Friday, January 28, 2011

Gentle dusk in the park

Morning mist

By the highway to Rockport; the gulf is so close out my window

In Rockport. Tree drama.

JD's. Texas shrimp. Massachusetts cod. Windy day.

Ambience in the Longhorn State

Waiting for the fried fish.

Oh so worth it! I must have eaten one third already.
Living it up in the newly publicized "stroke belt", the land of fried fish.

A few hours of entertainment. Solo, of course. Antiques, not so many. Glass? Lots.

Windy, windy. Those wind chimes never stop. Imagine entering this trailer in an electric wheelchair.

Name that tree. Please. These branches are thrusting out horizontally from the trunk.

My favorite Taqueria. I come for the art. The crispy chips, queso, etc. etc. are incidental. Abundant fresh cilantro.

Thursday, January 27, 2011

Okay. So it's clear that another reason for not writing is the huge work of editing. Life here is slow-mo, yet it seems my days are filled with small events of great but not-so-interesting import. The sun came up! It is getting warm! It is raining, and cool; the palm trees are blowing in a strong wind. I found a real Mexican restaurant and can transfer my lunch addiction: sneak-off-and-eat-Indian food, to sneak-off-and-eat-Mexican.

#### DATA FOR THIS EXERCISE
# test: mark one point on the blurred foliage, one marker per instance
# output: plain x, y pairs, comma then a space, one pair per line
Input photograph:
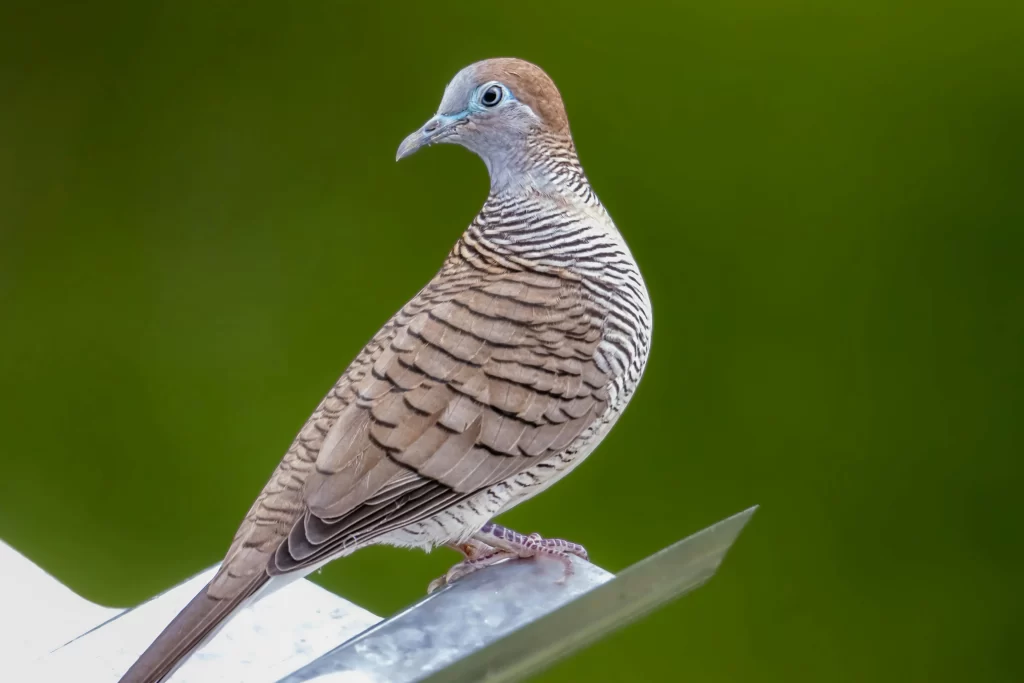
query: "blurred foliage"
201, 223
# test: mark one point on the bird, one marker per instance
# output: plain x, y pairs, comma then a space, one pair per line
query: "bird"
496, 380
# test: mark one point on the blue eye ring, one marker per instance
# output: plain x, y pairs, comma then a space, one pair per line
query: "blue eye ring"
492, 95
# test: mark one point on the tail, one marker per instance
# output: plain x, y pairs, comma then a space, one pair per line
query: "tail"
190, 628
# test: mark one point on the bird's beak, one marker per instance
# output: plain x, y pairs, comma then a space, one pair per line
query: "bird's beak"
432, 131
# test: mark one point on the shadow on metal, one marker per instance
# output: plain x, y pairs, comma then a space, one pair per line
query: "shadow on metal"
515, 619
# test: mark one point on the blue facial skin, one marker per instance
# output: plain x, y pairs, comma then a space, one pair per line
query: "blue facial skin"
442, 125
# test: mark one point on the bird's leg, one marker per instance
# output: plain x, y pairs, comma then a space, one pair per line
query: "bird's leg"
477, 554
495, 543
505, 539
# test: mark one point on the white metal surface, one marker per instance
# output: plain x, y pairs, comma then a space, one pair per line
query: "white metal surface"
501, 624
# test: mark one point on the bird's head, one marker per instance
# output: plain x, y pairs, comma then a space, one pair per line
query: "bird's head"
494, 109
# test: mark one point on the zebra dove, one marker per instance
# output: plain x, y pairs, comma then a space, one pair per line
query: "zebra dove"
491, 384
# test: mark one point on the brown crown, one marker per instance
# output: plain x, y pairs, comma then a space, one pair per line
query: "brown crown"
530, 86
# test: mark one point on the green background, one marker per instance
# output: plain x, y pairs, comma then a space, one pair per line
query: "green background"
202, 222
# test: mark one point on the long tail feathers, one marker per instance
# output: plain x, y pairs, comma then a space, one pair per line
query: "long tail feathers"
186, 632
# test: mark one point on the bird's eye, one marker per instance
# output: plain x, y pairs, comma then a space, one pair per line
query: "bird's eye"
492, 95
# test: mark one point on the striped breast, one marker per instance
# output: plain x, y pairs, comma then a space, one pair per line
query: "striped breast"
570, 238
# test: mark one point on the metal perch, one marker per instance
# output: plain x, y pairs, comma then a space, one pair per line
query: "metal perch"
500, 624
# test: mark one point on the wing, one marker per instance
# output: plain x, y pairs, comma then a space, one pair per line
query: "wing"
473, 384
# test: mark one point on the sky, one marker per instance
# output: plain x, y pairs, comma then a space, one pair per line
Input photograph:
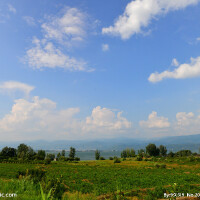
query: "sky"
85, 69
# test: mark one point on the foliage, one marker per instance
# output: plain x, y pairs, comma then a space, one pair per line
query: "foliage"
163, 150
152, 150
41, 155
72, 153
117, 160
50, 156
97, 154
128, 153
8, 152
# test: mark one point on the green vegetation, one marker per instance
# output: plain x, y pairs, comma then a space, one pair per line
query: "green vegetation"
140, 177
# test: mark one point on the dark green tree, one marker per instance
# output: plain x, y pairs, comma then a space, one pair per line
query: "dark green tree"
50, 156
8, 152
97, 154
72, 153
163, 150
22, 151
41, 155
124, 154
152, 150
63, 153
58, 156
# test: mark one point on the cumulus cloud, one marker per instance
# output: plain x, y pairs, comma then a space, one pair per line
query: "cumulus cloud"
10, 87
39, 118
175, 62
59, 31
187, 123
183, 71
154, 121
68, 28
11, 8
105, 47
184, 119
106, 119
29, 20
139, 13
45, 55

#### WHAT TO DO
1. Answer these questions about the blog post:
(a) What two seafood items are listed at JD's?
(b) What does the writer say is the reason for coming to the favorite Taqueria?
(c) In the January 27 entry, which lunch habit does the writer say can be transferred to Mexican food?
2. How many lines in the rows contain the word "skin"? Reply with the number alone.

#### RESPONSES TO THE EXERCISE
1.
(a) Texas shrimp and Massachusetts cod.
(b) The art.
(c) Sneak-off-and-eat-Indian food.

2. 2